Copy out the records word for word, from the very beginning down through the line that contains "box: [473, 688, 1060, 744]".

[Stored data entries]
==================================================

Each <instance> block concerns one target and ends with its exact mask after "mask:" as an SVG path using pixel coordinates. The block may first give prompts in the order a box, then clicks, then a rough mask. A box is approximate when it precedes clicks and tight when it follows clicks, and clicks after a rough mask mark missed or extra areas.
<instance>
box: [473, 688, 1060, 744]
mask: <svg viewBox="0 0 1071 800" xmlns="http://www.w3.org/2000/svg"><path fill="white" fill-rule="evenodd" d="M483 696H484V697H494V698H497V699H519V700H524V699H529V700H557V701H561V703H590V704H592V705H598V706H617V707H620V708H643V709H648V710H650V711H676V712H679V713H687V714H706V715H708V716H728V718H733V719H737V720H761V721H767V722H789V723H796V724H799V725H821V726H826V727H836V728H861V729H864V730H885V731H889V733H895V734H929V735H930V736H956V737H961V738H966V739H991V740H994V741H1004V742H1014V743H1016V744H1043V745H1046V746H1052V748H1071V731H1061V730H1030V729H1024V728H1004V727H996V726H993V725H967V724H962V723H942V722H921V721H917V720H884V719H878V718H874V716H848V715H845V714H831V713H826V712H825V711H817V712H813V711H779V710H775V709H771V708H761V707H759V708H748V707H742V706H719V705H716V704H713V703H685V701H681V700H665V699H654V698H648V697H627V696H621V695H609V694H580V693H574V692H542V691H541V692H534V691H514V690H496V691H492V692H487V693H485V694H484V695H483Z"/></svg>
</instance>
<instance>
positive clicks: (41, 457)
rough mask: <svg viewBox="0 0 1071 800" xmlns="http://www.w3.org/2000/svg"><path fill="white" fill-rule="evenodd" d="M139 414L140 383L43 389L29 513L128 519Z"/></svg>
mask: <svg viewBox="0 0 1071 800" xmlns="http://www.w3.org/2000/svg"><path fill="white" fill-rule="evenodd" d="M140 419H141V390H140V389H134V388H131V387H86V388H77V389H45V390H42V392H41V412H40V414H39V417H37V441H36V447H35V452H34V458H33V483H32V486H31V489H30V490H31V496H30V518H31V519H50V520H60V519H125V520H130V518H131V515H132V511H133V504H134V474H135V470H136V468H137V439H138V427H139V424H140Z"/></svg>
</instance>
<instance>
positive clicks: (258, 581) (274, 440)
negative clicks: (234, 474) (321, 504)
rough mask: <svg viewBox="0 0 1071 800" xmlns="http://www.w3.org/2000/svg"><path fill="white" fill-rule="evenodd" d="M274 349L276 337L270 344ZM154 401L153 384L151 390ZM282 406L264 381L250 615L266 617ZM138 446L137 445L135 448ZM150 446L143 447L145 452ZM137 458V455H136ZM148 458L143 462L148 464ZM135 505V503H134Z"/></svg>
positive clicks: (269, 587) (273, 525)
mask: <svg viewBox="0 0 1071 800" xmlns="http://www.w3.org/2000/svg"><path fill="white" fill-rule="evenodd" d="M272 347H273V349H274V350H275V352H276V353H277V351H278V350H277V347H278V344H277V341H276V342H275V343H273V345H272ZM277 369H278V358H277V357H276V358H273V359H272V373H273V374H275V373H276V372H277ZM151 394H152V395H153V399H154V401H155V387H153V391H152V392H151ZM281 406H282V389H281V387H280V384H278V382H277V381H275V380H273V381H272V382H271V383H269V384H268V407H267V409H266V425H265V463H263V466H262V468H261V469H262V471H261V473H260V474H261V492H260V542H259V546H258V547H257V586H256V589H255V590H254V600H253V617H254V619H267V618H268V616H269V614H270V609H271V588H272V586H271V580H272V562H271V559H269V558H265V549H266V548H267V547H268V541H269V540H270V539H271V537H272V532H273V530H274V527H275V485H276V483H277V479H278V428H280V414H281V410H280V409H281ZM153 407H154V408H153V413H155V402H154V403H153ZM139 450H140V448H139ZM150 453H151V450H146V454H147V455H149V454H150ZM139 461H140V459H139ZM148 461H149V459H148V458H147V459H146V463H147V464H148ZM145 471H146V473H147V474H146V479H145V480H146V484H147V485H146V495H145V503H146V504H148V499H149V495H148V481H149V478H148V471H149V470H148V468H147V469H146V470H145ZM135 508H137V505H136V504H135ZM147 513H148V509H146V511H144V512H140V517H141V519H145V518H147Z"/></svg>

==================================================

RESULT OF THIS EXERCISE |
Each <instance> block concerns one target and ends with its exact mask after "mask:" as an SVG path using pixel coordinates. The block may first give prompts in the order a box, then clicks, then a rough mask. A box is approximate when it precedes clicks and tight when it follows clicks, and clicks after a rough mask mark missed or extra areas.
<instance>
box: [473, 688, 1060, 744]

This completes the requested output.